▶ _WRITTEN EXERCISE_:
Pull out each line of the rows below that contains the string "brick". Treat uppercase and lowercase letters as different.

▶ _DATA PROVIDED_:
________

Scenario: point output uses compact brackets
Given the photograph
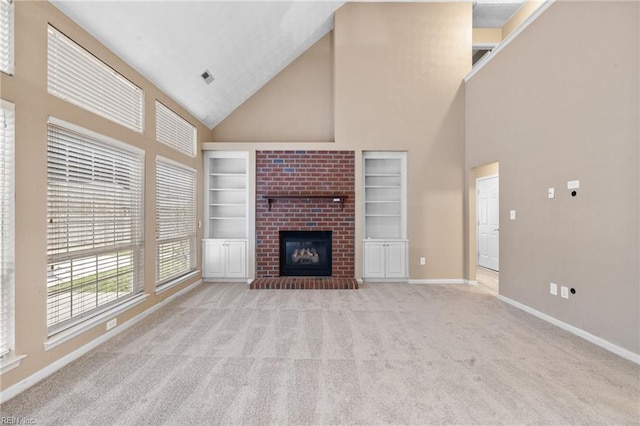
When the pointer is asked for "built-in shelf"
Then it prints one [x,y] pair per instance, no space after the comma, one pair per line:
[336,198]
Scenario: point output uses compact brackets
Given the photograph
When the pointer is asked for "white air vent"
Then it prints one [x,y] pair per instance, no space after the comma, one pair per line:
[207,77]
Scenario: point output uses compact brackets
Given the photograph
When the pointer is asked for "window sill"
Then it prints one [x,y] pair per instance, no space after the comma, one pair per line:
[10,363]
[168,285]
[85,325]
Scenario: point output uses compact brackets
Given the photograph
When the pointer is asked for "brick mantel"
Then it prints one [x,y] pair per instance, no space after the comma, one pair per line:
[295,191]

________

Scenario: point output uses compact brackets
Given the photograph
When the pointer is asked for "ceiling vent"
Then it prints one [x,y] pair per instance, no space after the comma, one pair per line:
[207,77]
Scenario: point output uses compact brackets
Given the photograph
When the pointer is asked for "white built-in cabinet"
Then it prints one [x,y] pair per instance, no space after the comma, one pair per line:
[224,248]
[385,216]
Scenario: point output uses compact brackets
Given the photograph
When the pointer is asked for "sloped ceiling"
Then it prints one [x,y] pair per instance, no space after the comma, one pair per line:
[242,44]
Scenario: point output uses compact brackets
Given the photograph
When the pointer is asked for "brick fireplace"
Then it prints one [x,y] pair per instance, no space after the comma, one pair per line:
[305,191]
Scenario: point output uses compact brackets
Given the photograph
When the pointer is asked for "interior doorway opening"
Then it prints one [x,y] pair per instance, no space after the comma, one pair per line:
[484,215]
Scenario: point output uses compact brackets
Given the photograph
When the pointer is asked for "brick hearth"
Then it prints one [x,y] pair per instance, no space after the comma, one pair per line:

________

▶ _THE RESPONSE_:
When the pointer is asked for "brick mantel"
When the pointer is asked for "brick fireplace"
When the pointer is asked for "brick hearth"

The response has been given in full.